## Requirement
Output only an exact transcription of the line containing "column 7, row 285" and all lines that follow it in the data below.

## Listed entries
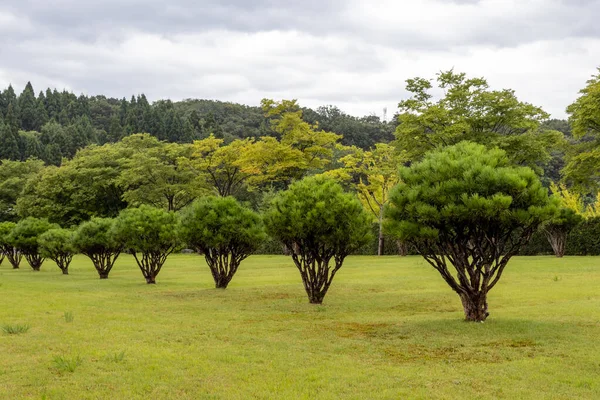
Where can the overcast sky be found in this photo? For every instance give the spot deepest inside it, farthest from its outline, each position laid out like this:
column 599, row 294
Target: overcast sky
column 354, row 54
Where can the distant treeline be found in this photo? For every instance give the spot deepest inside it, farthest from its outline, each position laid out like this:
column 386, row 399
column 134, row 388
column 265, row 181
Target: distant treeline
column 53, row 125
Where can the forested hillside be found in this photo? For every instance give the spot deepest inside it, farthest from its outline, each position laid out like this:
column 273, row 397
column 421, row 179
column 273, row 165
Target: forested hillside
column 68, row 159
column 53, row 125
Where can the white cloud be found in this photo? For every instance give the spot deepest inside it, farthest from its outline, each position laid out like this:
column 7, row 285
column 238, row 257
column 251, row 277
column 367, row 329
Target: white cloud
column 545, row 50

## Written response
column 7, row 285
column 238, row 257
column 251, row 277
column 367, row 329
Target: white cloud
column 545, row 50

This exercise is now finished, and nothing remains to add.